#### SUPPLIED RECORDS:

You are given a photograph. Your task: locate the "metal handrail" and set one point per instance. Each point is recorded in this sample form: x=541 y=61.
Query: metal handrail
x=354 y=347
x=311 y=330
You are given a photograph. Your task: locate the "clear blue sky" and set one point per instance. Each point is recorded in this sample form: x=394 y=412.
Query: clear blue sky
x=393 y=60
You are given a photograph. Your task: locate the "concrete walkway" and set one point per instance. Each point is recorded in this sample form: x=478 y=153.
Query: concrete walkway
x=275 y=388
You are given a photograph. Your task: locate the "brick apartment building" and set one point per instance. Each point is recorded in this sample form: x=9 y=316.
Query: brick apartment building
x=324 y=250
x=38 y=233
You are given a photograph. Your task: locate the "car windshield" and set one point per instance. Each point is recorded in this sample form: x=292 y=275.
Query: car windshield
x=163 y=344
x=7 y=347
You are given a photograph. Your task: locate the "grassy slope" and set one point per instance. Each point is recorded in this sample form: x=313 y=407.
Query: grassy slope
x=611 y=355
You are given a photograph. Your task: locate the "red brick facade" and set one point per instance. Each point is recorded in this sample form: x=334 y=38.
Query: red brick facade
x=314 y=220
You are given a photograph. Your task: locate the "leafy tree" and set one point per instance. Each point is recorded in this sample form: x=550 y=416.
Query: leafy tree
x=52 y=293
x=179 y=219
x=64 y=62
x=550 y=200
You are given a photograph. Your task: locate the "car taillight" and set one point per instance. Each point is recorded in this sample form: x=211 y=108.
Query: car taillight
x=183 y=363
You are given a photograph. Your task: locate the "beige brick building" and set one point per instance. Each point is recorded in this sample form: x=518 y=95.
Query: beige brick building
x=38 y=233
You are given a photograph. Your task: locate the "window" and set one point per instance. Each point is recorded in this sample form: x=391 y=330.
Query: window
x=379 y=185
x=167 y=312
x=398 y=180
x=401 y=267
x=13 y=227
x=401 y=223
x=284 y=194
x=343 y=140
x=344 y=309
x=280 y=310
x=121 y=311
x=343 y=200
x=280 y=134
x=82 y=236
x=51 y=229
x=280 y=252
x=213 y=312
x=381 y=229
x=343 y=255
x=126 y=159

#### THE TASK:
Each record above must be given again exactly as written.

#### ANSWER SECTION:
You are given a photograph. Your task: locate the "metal handrail" and set one point per instance. Each point is recorded in this sample form: x=541 y=61.
Query: metal handrail
x=354 y=347
x=311 y=330
You are given a photograph. Your task: locate the "clear blue sky" and set one point per instance. Each point is recorded in this sample form: x=394 y=412.
Query: clear blue sky
x=393 y=60
You are given a photograph. Your task: locate the "concrete walkway" and set one point per instance. Each point is recorded in this sample form: x=478 y=153.
Query: concrete walkway
x=275 y=388
You are given a photograph. Your task: locate the "brick apartment building" and set one point per instance. Each point is recorded in this sample form: x=9 y=316.
Query: brick apartment building
x=324 y=250
x=38 y=233
You are given a photograph. Your task: locate the "car windshield" and set one point per instance. Each point is recorded in this sample form: x=292 y=275.
Query: car windshield
x=163 y=344
x=7 y=347
You are given a photograph. Your task: locate the "grassy slope" and set one point per instance. Each point is recorded in this sample form: x=313 y=407.
Query: grassy slope
x=611 y=355
You are given a photograph. Your task: locate the "red brick facade" and set one point per instance. Each point is recorded in this sample form: x=334 y=38.
Query: red brick facade
x=314 y=220
You are given a photograph. Your task: locate the "leafy tree" and set one point per instance. Each point is recorded in this sample form: x=550 y=416.
Query: leafy tree
x=52 y=293
x=179 y=219
x=64 y=62
x=550 y=200
You are given a photograph. Your task: locate the "car taillight" and set one point per instance. Each point is recorded in this sample form: x=211 y=108.
Query: car taillight
x=183 y=363
You are given a photograph. Your task: locate the "beige brick building" and set one point per instance. Each point is recorded in this sample form: x=518 y=95.
Query: beige brick building
x=38 y=233
You are given a photograph. Your task: locate the "window" and set one point per instance. Each point is recorded in this sample form: x=391 y=330.
Query: window
x=379 y=185
x=167 y=312
x=398 y=180
x=401 y=267
x=13 y=227
x=401 y=223
x=284 y=194
x=343 y=140
x=344 y=309
x=280 y=310
x=121 y=311
x=343 y=200
x=280 y=134
x=82 y=236
x=51 y=229
x=280 y=252
x=213 y=312
x=381 y=229
x=343 y=255
x=126 y=159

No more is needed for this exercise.